What the task asks
Across all the entries, tally the lines holding the word "gravestone", and give the number by itself.

=== Begin Enclosure ===

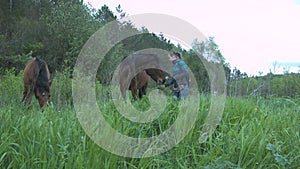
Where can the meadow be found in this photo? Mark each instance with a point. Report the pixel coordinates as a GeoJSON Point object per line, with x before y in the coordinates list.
{"type": "Point", "coordinates": [255, 132]}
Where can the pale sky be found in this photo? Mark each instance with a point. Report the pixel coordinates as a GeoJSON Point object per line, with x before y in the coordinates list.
{"type": "Point", "coordinates": [251, 34]}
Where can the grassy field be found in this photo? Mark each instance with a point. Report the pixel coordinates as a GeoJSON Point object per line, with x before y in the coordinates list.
{"type": "Point", "coordinates": [254, 133]}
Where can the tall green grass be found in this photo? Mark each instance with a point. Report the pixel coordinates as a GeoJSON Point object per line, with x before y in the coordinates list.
{"type": "Point", "coordinates": [253, 133]}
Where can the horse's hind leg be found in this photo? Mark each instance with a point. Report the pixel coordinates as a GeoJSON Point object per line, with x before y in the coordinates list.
{"type": "Point", "coordinates": [27, 94]}
{"type": "Point", "coordinates": [140, 93]}
{"type": "Point", "coordinates": [134, 93]}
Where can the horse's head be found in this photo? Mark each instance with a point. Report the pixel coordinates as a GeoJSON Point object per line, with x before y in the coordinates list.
{"type": "Point", "coordinates": [157, 75]}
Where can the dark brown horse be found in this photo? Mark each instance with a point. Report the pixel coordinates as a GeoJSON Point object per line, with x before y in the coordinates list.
{"type": "Point", "coordinates": [139, 84]}
{"type": "Point", "coordinates": [36, 79]}
{"type": "Point", "coordinates": [134, 71]}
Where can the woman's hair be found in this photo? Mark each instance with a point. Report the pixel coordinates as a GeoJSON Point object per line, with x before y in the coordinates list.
{"type": "Point", "coordinates": [177, 54]}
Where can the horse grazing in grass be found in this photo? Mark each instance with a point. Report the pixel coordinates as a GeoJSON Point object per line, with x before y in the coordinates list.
{"type": "Point", "coordinates": [134, 71]}
{"type": "Point", "coordinates": [139, 83]}
{"type": "Point", "coordinates": [36, 80]}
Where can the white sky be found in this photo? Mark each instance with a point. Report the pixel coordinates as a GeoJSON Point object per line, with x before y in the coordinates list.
{"type": "Point", "coordinates": [251, 34]}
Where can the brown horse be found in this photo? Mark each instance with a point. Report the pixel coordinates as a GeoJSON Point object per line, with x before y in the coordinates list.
{"type": "Point", "coordinates": [134, 71]}
{"type": "Point", "coordinates": [139, 83]}
{"type": "Point", "coordinates": [36, 79]}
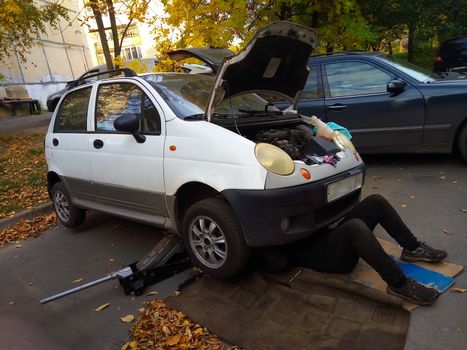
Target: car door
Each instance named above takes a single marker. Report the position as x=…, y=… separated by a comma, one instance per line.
x=357, y=98
x=127, y=175
x=69, y=142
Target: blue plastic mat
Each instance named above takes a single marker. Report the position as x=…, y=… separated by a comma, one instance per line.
x=427, y=277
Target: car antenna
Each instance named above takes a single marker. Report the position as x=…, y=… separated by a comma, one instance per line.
x=231, y=110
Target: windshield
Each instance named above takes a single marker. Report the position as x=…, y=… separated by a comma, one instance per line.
x=187, y=95
x=418, y=73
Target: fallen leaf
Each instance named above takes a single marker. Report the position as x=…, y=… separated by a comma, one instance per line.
x=128, y=318
x=102, y=307
x=173, y=340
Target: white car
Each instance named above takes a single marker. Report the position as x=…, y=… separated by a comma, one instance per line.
x=205, y=157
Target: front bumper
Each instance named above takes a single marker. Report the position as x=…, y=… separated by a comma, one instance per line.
x=261, y=213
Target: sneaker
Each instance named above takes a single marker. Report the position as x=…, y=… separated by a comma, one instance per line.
x=415, y=292
x=423, y=253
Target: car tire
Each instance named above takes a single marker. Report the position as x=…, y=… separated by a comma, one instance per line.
x=214, y=239
x=67, y=213
x=462, y=142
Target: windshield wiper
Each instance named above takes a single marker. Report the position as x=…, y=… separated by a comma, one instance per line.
x=195, y=117
x=256, y=111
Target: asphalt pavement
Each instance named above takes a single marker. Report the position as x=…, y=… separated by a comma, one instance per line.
x=428, y=191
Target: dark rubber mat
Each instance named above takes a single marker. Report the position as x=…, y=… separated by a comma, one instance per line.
x=300, y=309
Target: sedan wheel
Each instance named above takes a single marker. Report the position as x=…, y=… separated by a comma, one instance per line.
x=214, y=239
x=61, y=206
x=68, y=214
x=208, y=241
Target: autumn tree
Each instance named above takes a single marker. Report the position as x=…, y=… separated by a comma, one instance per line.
x=339, y=23
x=22, y=21
x=131, y=10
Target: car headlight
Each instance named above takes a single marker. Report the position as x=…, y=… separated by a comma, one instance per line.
x=343, y=142
x=274, y=159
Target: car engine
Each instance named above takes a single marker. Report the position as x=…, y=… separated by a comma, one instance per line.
x=297, y=142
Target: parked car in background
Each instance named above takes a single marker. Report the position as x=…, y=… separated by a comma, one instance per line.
x=204, y=156
x=388, y=105
x=452, y=56
x=90, y=76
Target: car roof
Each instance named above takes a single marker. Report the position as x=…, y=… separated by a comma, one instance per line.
x=356, y=53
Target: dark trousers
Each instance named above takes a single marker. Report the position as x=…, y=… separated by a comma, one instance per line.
x=338, y=250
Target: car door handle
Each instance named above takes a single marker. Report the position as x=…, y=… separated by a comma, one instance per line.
x=337, y=107
x=98, y=143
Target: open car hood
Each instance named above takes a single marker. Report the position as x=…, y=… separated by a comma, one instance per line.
x=212, y=57
x=275, y=60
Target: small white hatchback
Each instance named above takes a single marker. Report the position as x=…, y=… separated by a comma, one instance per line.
x=209, y=158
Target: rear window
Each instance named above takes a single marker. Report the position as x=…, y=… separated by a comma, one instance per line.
x=73, y=112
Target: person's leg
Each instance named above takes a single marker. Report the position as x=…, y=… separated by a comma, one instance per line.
x=375, y=209
x=338, y=252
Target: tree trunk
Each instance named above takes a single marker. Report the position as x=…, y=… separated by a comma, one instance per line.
x=102, y=36
x=113, y=27
x=411, y=44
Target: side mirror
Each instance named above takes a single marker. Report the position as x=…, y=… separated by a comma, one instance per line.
x=396, y=86
x=130, y=123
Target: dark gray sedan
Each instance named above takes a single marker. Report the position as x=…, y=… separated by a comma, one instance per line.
x=388, y=105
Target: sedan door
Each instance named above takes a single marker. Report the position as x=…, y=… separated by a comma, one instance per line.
x=69, y=144
x=357, y=98
x=128, y=175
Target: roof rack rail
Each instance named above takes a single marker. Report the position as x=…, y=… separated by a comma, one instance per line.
x=127, y=71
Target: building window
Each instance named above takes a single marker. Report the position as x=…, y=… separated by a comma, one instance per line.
x=132, y=52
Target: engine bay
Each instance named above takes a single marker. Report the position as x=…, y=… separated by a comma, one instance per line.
x=298, y=142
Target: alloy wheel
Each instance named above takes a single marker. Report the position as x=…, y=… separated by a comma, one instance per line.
x=208, y=241
x=62, y=206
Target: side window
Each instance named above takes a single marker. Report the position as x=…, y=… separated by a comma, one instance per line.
x=114, y=100
x=73, y=112
x=355, y=78
x=310, y=90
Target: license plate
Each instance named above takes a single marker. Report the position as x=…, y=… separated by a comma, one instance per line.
x=345, y=186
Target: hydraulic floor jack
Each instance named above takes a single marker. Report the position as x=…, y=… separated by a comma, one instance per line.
x=163, y=261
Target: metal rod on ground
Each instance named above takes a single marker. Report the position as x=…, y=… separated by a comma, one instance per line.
x=121, y=273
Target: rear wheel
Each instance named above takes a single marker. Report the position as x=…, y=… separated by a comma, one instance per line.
x=462, y=142
x=67, y=213
x=214, y=239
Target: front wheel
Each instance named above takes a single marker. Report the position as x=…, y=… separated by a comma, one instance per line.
x=214, y=239
x=68, y=214
x=462, y=142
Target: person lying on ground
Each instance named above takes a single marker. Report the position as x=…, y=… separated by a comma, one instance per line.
x=338, y=250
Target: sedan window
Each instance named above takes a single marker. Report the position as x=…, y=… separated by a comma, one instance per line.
x=73, y=113
x=355, y=78
x=114, y=100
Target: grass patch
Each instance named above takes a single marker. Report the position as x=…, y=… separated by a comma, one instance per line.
x=23, y=173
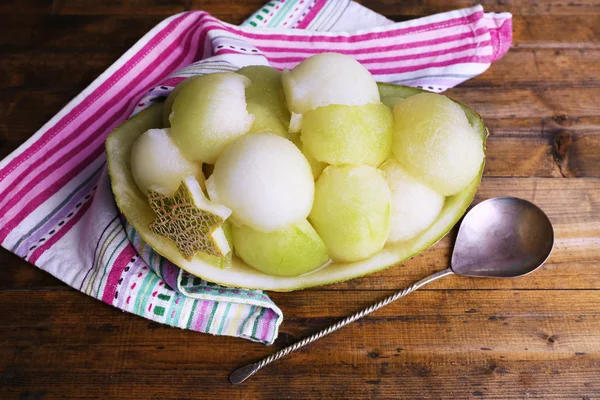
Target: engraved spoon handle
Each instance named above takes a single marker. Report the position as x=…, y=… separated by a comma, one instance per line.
x=240, y=375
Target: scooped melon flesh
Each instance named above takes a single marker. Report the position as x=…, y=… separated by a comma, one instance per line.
x=156, y=162
x=434, y=142
x=351, y=212
x=414, y=205
x=348, y=135
x=266, y=101
x=292, y=251
x=265, y=180
x=328, y=78
x=136, y=209
x=208, y=114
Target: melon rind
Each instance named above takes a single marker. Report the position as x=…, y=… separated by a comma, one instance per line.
x=134, y=206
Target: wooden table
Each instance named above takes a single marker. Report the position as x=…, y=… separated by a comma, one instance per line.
x=534, y=337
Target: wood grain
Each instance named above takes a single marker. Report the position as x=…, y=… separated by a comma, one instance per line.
x=533, y=337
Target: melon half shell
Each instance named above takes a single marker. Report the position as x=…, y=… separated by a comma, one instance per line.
x=135, y=207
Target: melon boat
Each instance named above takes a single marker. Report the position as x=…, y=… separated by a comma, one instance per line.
x=136, y=209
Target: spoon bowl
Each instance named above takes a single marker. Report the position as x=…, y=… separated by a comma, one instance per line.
x=503, y=237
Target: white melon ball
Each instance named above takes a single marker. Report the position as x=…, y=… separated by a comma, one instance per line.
x=158, y=164
x=265, y=180
x=414, y=205
x=209, y=113
x=328, y=78
x=435, y=143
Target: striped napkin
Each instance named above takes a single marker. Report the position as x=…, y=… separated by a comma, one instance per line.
x=56, y=205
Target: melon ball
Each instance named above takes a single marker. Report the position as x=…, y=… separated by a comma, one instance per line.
x=414, y=205
x=435, y=143
x=158, y=164
x=291, y=251
x=208, y=114
x=266, y=101
x=168, y=104
x=351, y=211
x=265, y=180
x=316, y=166
x=354, y=135
x=328, y=78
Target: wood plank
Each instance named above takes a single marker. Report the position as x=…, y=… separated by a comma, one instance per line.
x=390, y=8
x=416, y=8
x=493, y=379
x=120, y=7
x=572, y=205
x=23, y=112
x=53, y=70
x=542, y=68
x=517, y=102
x=19, y=7
x=544, y=324
x=75, y=33
x=549, y=32
x=433, y=343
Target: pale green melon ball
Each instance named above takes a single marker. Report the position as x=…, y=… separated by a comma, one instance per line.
x=353, y=135
x=328, y=78
x=316, y=166
x=209, y=113
x=435, y=143
x=351, y=211
x=158, y=164
x=265, y=180
x=414, y=205
x=292, y=251
x=266, y=101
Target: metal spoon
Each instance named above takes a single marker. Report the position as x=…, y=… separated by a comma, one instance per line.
x=503, y=237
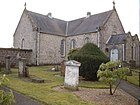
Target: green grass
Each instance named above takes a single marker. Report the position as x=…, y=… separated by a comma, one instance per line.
x=134, y=79
x=43, y=92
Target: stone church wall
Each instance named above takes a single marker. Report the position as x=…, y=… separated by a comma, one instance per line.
x=112, y=26
x=49, y=49
x=25, y=36
x=14, y=54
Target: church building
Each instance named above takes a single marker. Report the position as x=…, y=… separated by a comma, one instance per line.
x=50, y=39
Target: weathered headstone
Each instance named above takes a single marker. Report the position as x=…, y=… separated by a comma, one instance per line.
x=23, y=70
x=63, y=68
x=7, y=65
x=72, y=75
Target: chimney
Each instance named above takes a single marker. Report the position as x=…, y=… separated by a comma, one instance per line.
x=49, y=15
x=88, y=14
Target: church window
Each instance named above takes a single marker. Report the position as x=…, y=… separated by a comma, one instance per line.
x=72, y=44
x=87, y=40
x=114, y=55
x=62, y=47
x=22, y=43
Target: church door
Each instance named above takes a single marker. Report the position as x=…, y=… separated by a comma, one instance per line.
x=114, y=55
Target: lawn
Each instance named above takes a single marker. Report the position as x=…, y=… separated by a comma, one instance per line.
x=44, y=92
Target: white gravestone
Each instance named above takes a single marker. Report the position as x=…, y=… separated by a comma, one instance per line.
x=72, y=75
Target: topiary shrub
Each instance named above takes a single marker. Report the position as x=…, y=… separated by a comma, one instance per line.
x=90, y=57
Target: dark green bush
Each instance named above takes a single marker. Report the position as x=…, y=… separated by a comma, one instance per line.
x=90, y=57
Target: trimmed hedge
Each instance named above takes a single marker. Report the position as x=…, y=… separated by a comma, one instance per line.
x=90, y=57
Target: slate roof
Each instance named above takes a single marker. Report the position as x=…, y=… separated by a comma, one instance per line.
x=117, y=39
x=48, y=25
x=83, y=25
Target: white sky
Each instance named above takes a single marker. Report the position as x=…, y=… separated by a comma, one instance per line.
x=11, y=11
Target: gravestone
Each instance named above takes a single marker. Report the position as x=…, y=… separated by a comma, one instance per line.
x=23, y=70
x=7, y=65
x=62, y=69
x=72, y=75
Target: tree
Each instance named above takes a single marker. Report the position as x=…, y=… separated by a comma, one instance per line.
x=110, y=73
x=6, y=98
x=90, y=57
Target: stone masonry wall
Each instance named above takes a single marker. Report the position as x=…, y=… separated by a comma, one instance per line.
x=14, y=54
x=111, y=26
x=25, y=35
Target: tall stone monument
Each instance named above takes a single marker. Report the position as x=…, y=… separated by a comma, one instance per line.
x=72, y=75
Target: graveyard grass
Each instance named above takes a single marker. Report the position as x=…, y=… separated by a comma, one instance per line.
x=44, y=92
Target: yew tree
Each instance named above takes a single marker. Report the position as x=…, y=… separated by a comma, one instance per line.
x=111, y=73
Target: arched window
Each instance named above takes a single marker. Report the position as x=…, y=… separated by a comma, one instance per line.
x=22, y=43
x=87, y=40
x=114, y=55
x=62, y=47
x=72, y=44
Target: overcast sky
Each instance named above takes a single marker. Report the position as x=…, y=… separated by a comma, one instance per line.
x=11, y=11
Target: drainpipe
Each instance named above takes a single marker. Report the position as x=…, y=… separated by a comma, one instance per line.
x=98, y=36
x=37, y=47
x=123, y=52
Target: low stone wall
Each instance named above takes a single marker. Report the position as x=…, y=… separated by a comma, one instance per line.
x=14, y=55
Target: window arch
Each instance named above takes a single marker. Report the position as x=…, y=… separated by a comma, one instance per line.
x=87, y=40
x=63, y=47
x=114, y=55
x=22, y=43
x=72, y=44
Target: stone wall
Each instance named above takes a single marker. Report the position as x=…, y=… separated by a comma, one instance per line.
x=25, y=35
x=14, y=55
x=112, y=25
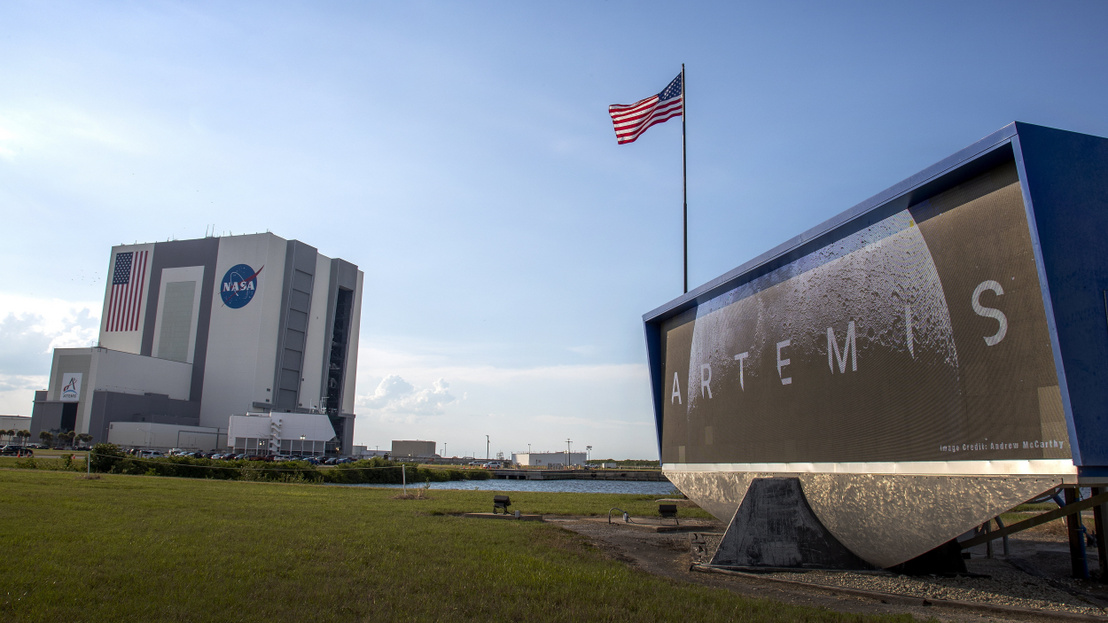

=== End Enclosure ===

Task response
2